* _Region segmentation data_:
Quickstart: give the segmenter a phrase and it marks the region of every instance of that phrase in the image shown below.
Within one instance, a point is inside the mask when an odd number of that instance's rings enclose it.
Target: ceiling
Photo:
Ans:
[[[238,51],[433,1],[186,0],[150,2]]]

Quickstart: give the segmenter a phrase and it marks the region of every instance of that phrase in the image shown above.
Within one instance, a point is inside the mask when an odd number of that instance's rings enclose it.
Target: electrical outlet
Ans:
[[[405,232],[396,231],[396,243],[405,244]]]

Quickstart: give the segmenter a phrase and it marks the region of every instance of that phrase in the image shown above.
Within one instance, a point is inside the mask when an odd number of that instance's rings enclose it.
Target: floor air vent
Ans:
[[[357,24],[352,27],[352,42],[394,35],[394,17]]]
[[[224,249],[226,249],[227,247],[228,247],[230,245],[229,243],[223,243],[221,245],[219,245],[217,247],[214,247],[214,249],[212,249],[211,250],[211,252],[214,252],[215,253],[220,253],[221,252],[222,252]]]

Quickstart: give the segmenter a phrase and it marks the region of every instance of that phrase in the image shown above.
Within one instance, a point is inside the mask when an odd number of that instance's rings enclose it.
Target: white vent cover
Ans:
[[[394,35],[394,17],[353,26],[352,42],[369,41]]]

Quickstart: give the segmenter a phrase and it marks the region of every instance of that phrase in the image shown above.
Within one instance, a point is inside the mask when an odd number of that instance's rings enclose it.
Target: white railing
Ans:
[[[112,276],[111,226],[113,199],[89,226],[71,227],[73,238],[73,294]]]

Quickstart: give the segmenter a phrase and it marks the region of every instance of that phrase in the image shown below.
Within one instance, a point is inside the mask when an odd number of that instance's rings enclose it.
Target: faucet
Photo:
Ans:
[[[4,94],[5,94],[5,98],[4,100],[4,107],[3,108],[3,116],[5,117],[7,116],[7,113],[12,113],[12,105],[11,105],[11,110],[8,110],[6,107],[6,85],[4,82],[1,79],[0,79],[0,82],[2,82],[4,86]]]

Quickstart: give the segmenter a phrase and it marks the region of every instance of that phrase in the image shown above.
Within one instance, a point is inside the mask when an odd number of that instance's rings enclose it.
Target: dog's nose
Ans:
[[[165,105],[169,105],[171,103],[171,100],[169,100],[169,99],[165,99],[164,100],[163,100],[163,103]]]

...

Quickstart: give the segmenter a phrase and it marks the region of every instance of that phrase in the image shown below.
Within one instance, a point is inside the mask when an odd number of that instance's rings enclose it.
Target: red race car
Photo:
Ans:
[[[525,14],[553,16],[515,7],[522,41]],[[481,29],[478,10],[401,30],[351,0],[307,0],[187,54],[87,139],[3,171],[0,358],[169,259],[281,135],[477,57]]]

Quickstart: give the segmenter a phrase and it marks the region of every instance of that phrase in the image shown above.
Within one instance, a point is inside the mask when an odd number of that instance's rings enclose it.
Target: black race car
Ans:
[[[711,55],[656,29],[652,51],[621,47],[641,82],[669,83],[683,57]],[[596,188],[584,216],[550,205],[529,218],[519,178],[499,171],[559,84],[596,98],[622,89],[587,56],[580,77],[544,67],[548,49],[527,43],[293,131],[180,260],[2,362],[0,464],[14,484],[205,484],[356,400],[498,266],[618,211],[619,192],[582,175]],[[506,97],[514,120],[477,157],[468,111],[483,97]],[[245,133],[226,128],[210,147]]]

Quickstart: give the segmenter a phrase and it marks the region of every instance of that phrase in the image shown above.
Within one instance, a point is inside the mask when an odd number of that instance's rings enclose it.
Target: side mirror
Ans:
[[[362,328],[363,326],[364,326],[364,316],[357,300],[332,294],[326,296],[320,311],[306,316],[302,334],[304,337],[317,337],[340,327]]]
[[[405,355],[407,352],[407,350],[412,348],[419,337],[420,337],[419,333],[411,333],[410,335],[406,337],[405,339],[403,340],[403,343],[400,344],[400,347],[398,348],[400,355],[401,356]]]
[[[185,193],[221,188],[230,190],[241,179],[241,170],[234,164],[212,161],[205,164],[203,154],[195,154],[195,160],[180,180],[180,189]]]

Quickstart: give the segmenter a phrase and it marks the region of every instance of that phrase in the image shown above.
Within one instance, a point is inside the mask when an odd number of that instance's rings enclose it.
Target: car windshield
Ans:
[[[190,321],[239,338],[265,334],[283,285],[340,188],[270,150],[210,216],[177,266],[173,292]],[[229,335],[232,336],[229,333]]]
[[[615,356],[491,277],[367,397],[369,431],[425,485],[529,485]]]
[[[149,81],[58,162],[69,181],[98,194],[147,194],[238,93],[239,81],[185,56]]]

...

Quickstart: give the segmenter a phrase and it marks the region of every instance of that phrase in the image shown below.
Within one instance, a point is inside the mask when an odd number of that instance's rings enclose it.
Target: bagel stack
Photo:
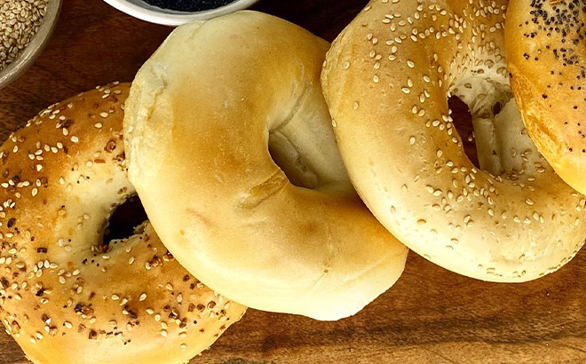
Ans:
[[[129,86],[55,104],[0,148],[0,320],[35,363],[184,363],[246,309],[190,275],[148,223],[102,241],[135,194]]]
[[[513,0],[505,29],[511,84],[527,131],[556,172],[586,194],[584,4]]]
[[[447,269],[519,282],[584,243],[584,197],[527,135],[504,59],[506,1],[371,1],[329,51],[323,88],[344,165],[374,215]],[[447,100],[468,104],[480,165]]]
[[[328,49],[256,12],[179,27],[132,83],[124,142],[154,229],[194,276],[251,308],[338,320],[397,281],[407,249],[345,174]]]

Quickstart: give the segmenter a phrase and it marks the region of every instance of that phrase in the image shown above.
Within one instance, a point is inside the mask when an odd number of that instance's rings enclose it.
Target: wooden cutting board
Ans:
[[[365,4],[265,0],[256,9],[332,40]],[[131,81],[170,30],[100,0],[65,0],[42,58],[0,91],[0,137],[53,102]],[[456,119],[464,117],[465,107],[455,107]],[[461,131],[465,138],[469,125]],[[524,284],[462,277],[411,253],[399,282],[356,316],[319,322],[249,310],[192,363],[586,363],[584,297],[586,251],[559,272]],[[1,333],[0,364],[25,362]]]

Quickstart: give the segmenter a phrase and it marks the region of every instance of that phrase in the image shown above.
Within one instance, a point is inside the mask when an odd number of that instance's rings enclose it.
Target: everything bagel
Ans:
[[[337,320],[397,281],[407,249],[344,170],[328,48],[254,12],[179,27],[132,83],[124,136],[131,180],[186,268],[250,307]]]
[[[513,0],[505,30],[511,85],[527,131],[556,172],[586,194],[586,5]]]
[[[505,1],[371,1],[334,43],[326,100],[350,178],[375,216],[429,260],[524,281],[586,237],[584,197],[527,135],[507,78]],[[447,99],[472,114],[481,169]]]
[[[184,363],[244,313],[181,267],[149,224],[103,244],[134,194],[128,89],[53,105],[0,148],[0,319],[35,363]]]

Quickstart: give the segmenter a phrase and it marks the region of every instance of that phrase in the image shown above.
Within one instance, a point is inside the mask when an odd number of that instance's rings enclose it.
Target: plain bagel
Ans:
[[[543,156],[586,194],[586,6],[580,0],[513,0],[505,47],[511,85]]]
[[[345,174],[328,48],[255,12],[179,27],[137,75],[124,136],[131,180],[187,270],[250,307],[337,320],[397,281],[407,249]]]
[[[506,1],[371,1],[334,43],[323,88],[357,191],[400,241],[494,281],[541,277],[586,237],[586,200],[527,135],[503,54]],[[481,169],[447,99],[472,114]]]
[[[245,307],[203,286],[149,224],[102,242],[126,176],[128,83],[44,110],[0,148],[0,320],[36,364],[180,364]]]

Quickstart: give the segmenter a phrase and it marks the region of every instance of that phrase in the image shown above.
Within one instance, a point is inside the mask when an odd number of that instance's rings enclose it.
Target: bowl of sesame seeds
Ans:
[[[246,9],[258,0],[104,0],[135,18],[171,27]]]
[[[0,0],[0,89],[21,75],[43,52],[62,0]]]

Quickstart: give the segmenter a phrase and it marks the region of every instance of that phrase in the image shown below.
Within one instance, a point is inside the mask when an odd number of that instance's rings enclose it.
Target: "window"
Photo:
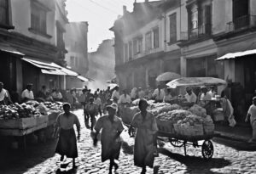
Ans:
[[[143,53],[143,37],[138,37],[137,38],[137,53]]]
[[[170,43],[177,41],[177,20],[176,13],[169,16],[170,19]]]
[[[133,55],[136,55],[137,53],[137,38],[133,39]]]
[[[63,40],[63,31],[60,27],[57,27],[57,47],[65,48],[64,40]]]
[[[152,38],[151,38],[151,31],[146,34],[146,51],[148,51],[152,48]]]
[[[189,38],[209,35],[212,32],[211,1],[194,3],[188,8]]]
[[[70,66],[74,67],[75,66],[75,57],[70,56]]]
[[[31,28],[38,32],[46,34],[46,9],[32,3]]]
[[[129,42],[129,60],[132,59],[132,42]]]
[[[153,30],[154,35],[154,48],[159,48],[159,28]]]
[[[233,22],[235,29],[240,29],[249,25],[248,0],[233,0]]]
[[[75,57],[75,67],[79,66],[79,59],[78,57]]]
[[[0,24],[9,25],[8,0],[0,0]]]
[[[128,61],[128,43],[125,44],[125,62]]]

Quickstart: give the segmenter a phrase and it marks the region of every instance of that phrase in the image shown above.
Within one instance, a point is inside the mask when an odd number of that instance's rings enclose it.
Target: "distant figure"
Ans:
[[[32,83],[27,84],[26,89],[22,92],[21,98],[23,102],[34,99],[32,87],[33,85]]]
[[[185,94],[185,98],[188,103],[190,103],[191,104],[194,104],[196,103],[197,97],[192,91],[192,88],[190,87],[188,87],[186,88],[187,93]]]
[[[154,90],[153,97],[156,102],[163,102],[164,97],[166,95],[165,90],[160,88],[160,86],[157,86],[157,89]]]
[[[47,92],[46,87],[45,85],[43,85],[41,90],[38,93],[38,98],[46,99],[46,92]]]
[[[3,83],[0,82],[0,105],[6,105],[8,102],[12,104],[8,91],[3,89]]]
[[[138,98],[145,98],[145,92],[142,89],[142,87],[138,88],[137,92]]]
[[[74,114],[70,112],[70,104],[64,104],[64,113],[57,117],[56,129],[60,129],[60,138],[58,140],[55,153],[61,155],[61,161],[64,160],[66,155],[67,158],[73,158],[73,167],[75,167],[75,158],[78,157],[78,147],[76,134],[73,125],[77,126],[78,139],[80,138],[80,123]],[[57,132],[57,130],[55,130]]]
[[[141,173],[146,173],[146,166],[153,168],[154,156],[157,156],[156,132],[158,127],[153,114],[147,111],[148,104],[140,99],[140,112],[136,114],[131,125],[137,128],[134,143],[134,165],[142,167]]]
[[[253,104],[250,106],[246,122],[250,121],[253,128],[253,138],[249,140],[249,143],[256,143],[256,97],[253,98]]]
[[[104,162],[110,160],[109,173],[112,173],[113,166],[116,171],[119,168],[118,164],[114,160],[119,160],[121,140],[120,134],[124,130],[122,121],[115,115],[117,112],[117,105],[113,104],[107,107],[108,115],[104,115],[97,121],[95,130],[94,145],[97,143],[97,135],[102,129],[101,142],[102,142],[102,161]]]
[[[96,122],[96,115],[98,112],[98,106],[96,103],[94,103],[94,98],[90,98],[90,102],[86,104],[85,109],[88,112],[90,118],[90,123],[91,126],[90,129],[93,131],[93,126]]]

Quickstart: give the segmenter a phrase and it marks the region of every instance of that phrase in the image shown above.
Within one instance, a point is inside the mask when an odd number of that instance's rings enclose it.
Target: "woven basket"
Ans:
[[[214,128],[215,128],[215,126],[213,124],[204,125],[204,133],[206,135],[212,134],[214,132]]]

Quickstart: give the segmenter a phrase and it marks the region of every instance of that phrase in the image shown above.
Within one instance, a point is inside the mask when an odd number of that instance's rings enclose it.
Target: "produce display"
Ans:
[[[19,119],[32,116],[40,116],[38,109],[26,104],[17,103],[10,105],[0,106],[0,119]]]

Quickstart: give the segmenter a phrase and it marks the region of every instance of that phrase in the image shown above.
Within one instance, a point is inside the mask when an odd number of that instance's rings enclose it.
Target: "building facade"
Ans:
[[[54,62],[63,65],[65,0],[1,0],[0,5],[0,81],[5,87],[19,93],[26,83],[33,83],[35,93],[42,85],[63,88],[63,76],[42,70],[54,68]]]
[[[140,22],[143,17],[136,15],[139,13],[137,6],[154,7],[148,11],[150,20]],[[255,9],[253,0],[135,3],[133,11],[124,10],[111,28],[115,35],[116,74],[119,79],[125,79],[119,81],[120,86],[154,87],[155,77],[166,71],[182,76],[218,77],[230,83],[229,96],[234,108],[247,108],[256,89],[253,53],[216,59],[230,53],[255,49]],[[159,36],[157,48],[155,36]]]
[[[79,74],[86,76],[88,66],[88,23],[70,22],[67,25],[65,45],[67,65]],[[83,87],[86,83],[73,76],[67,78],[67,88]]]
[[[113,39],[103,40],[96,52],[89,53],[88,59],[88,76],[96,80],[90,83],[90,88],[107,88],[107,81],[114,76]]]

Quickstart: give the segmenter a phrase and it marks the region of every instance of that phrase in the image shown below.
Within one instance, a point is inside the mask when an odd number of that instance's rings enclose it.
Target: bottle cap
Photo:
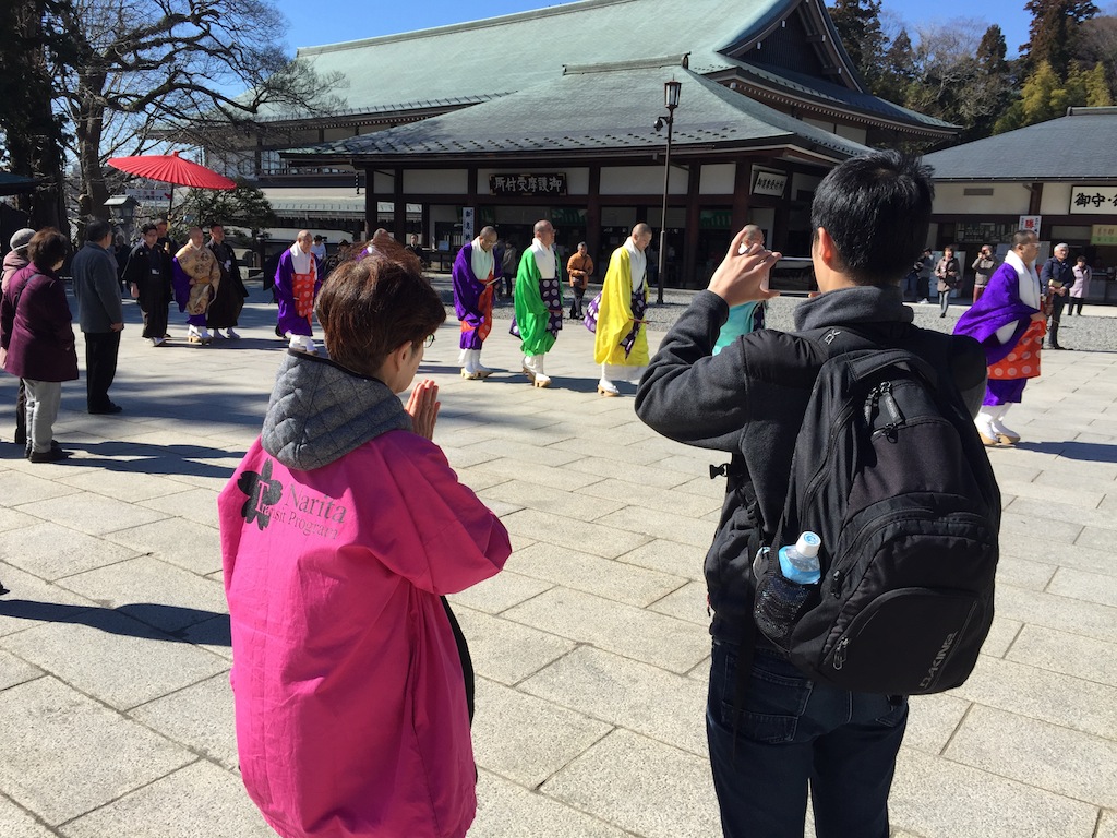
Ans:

* _DIRECTIVE_: Copy every line above that contains the string "white". Case counts.

* _TASK RESPONSE_:
Target: white vent cover
Target: white railing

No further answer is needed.